Can you copy every one of the records below word for word, with nothing added or left out?
[begin Rows]
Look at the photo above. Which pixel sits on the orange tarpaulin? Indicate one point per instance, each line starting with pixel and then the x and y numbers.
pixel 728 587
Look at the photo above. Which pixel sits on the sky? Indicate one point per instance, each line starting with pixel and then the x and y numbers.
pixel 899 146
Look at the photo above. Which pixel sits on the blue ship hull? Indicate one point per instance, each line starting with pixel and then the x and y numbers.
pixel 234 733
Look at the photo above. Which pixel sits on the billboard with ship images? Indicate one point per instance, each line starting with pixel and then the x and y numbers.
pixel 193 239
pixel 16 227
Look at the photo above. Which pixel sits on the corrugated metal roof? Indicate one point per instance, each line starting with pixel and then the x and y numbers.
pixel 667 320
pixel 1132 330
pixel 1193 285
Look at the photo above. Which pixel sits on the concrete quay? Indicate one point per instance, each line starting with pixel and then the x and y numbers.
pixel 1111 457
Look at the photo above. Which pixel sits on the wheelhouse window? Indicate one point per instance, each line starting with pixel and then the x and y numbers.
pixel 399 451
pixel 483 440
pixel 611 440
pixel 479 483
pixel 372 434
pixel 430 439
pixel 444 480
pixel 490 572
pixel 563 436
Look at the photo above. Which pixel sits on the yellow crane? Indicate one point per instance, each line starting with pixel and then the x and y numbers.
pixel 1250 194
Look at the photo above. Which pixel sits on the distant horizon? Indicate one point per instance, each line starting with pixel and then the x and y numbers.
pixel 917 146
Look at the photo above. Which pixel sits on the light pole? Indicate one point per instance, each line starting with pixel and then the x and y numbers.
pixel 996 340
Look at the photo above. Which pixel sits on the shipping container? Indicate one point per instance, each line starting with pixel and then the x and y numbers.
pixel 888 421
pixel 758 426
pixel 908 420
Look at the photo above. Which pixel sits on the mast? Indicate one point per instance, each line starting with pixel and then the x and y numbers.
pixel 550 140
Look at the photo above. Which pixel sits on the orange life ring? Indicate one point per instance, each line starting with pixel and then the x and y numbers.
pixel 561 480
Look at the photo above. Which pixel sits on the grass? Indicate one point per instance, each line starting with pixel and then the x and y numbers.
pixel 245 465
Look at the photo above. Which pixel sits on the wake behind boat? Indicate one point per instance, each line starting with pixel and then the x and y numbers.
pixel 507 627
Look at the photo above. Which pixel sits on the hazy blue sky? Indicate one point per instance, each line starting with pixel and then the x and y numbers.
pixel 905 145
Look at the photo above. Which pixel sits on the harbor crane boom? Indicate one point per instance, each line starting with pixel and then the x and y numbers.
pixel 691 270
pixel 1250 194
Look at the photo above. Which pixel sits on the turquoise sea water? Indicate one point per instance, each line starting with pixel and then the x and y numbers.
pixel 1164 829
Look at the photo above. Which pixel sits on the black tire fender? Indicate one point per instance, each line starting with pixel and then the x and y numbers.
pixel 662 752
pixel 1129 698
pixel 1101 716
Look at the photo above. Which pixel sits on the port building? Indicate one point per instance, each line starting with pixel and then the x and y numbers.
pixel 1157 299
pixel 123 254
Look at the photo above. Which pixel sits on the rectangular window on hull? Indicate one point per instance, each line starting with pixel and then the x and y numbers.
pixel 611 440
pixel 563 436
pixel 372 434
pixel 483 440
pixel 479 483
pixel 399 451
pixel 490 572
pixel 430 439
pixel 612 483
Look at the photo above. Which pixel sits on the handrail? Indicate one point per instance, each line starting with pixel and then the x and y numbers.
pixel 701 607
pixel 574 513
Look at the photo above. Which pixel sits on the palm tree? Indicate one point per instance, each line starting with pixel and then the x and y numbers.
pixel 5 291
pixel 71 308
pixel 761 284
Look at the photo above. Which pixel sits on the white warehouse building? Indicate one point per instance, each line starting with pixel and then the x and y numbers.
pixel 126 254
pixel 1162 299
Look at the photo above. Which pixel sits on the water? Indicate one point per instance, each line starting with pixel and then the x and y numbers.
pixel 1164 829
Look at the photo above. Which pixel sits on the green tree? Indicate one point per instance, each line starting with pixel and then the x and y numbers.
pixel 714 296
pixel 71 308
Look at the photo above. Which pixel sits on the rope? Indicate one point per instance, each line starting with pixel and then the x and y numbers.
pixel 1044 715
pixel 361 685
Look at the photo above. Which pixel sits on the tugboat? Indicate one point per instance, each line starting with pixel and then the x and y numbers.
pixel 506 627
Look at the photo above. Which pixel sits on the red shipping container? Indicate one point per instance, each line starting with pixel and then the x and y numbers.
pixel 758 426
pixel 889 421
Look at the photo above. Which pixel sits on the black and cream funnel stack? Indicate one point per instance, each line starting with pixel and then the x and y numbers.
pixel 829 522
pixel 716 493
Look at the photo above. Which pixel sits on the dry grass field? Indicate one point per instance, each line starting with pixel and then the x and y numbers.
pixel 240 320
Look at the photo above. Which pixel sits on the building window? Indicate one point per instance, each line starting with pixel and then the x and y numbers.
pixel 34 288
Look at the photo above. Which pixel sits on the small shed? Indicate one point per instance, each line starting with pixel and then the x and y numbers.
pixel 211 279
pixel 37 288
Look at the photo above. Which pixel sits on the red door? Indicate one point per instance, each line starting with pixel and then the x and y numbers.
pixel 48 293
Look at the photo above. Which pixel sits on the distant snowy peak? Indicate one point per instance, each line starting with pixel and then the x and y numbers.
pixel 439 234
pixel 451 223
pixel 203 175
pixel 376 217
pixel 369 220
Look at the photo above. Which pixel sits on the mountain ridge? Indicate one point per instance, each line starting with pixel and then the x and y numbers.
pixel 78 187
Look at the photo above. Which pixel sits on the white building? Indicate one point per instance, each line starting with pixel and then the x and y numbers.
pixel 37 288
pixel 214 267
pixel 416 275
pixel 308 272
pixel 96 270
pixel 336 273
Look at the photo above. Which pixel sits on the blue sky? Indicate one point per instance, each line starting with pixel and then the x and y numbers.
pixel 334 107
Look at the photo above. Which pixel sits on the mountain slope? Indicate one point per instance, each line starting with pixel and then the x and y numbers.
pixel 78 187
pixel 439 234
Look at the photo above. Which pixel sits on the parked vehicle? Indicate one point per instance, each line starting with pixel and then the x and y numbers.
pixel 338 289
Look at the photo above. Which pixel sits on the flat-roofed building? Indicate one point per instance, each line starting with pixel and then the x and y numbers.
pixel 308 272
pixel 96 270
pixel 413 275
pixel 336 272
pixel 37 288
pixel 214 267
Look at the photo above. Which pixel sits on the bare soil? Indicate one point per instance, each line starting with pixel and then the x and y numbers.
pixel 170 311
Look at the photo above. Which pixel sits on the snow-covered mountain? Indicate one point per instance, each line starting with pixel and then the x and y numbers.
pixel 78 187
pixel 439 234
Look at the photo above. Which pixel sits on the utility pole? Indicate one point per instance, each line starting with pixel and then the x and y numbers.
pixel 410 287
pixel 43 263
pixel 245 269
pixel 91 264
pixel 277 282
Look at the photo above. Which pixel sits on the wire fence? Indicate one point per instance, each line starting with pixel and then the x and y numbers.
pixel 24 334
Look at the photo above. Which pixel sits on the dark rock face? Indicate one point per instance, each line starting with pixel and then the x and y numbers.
[end Rows]
(The completed task):
Look at the photo above. Which pixel sits on the orange tarpaulin? Indicate one point per instance, each line starting with pixel and then the x and y numbers.
pixel 728 587
Look at the photo above. Which pixel sits on the sky? Indicate one point per instance, each line starting with pixel and then the x and y numbers.
pixel 899 146
Look at the photo above. Which pixel sits on the blue ship hull? Indicate one point per instance, each line starting with pixel and then the x and y numbers.
pixel 234 733
Look at the photo above. Which pixel sits on the billboard with ship images? Indicate one point per instance, each line starting with pixel and then the x and y numbers.
pixel 193 239
pixel 16 227
Look at the photo above. Which pixel sits on the corrugated metal roof? Indicate one point per instance, each line starting with pixel and then the x and y numbers.
pixel 667 320
pixel 1132 330
pixel 1193 285
Look at the photo above. Which pixel sits on the concrete quay? Indicate one point per instance, each line starting with pixel and then the x and y numbers.
pixel 1111 457
Look at the photo above. Which pixel sits on the wheelhouse window? Indicate one point per instance, each line starting with pixel and then the x and y numbers.
pixel 399 451
pixel 483 440
pixel 611 440
pixel 479 483
pixel 372 434
pixel 430 439
pixel 444 480
pixel 490 572
pixel 563 436
Look at the photo above. Which pixel sits on the yellow crane? Indicate one point per instance, each line starting with pixel and then the x and y numbers.
pixel 1250 194
Look at the photo above. Which pixel sits on the distant horizon? Indicate one point per instance, each line starting with pixel and then the x and y numbers.
pixel 917 146
Look at the photo above. Which pixel sits on the light pole? Indicate one point per instance, each line starting with pixel and then the x and y numbers.
pixel 996 340
Look at the photo above. Which pixel sits on the shipping container? Indicate one point per instance, each line starting with pixel and then the x and y numbers.
pixel 888 421
pixel 758 426
pixel 908 420
Look at the photo above. Which pixel sits on the mast? Indicate one point per instance, each line starting with pixel and then the x and y numbers.
pixel 550 140
Look at the photo above. Which pixel sits on the orange life ring? Indicate one point per instance, each line starting with pixel and then the x and y numbers.
pixel 561 480
Look at the photo above. Which pixel sits on the grass? Indicate one point per instance, each line starting with pixel and then the x and y numbers.
pixel 245 465
Look at the photo above. Which pixel sits on the wake behind boat? Indicate one point per instance, each line starting with pixel and then the x and y numbers.
pixel 507 627
Look at the photo above. Which pixel sits on the hazy blue sky? Indicate one point per instance, each line starting with pixel and then the x and y numbers.
pixel 905 145
Look at the photo above. Which pixel sits on the harbor crane boom? Indicate one point per instance, each line starting with pixel and then the x and y numbers.
pixel 691 270
pixel 1250 194
Look at the photo above. Which pixel sits on the turquoise sea water? Indicate one point per instance, each line starting with pixel and then the x and y numbers.
pixel 1164 829
Look at the photo above. Which pixel sits on the black tire fender? Indicate one point per instance, each line starting with pixel and then the x and y numbers.
pixel 662 752
pixel 1129 698
pixel 1101 716
Look at the photo above. Which pixel sits on the port building? Indicate one point per instance, each line starting with pixel and then the x and y numbers.
pixel 1157 299
pixel 123 254
Look at the photo above. Which pixel sits on the rectangular window on hull? Indicate one point per instance, each line starting with pixel and then the x and y numbers.
pixel 611 440
pixel 563 436
pixel 372 434
pixel 483 440
pixel 479 483
pixel 399 451
pixel 490 572
pixel 430 439
pixel 612 483
Look at the photo above. Which pixel sits on the handrail? Indicate one point per instance, each line starting with pixel and then the x and y numbers.
pixel 701 607
pixel 574 513
Look at the photo above. Which pixel sits on the palm tree? Indicate one point per instance, each line starting with pixel and then the x and y numbers.
pixel 5 291
pixel 71 308
pixel 761 284
Look at the photo above. Which pixel sits on the white warehouse building? Indicate one point per instance, each line starting with pixel and then the x and y numbers.
pixel 126 254
pixel 1162 299
Look at the photo above. Which pixel sits on the water? Indicate one point per instance, each line starting with pixel and then the x and y numbers.
pixel 1164 829
Look at the photo above. Which pixel sits on the green tree? Indicate one point per instance, each line starting with pixel and then the x and y numbers.
pixel 714 296
pixel 71 308
Look at the photo above. Which pixel sits on the rope? Indicate one point per instance, each line starting with pixel and then the x and y numbers.
pixel 1044 715
pixel 361 685
Look at the photo above. Which pixel sits on the tugboat? Indicate one point per instance, each line starting with pixel and then the x and y numbers.
pixel 506 627
Look at the photo above. Which pixel sits on the red shipping container? Indicate one point per instance, each line starting with pixel and then the x and y numbers.
pixel 758 426
pixel 889 421
Look at the photo above. Which pixel sits on the black and cream funnel stack? Indicate one point per instance, each line starting with pixel and then the x and y numbers.
pixel 829 522
pixel 716 493
Look at the photo above. Which pixel sits on the dry grass field? Indicate one point per instance, each line starting with pixel and then the x and y numbers.
pixel 240 320
Look at the photo above. Which pixel sits on the building window? Indicate one point per instance, each line starting with pixel and then the x and y numbers.
pixel 34 288
Look at the photo above. Which pixel sits on the small shed? Indicate one point per instance, each line starting with pixel and then the x and y numbers.
pixel 211 279
pixel 37 288
Look at the photo above. Which pixel sits on the red door? Indicate one point per instance, each line starting with pixel and then the x and y numbers.
pixel 48 293
Look at the photo above. Which pixel sits on the distant snowy peak? Indicate one point per instance, each line starting with pixel and then the x and y numbers.
pixel 439 234
pixel 451 223
pixel 203 175
pixel 376 217
pixel 369 220
Look at the photo above. Which pixel sits on the mountain ridge? Indicate one point per instance, each line starting with pixel and then the x and y numbers.
pixel 78 187
Look at the photo above. Which pixel sits on the white building? Indicate one point per instance, each line starting with pixel and then the x and y numbers.
pixel 37 288
pixel 214 267
pixel 416 275
pixel 308 272
pixel 96 270
pixel 336 273
Look at the photo above. Which pixel sits on the blue sky? Indicate one point per instance, each line starting with pixel and then the x and y numbers.
pixel 334 107
Look at the photo above. Which pixel sits on the mountain slope? Indicate one point per instance, each line starting with pixel and then the x and y numbers.
pixel 78 187
pixel 439 234
Look at the photo above. Which pixel sits on the parked vehicle? Indicate one point per instance, each line starting with pixel and then the x and y numbers.
pixel 338 289
Look at the photo above. Which pixel sits on the flat-roofed building? Indicate one point per instance, each line starting with pixel and then the x and y numbers.
pixel 308 272
pixel 96 270
pixel 413 275
pixel 336 272
pixel 37 288
pixel 214 267
Look at the photo above. Which pixel sits on the bare soil? Indicate one point per instance, each line starting with pixel and then the x and y numbers.
pixel 170 311
Look at the photo above. Which pixel sits on the snow-covered mountain? Indicate one point per instance, each line starting with pixel and then the x and y numbers.
pixel 78 187
pixel 439 234
Look at the photo above. Which pixel sits on the utility pole? Indicate one point per instance, each line starting with pixel and then the x and y numbers.
pixel 410 287
pixel 43 263
pixel 245 269
pixel 91 264
pixel 277 282
Look at the photo above. Which pixel sits on the wire fence? Indicate one point per instance, each line starting with pixel and then the x and y numbers.
pixel 24 334
Look at the photo above. Which pixel sits on the dark rock face? Indicate one point per instance, each line starting with pixel and then the x and y numbers.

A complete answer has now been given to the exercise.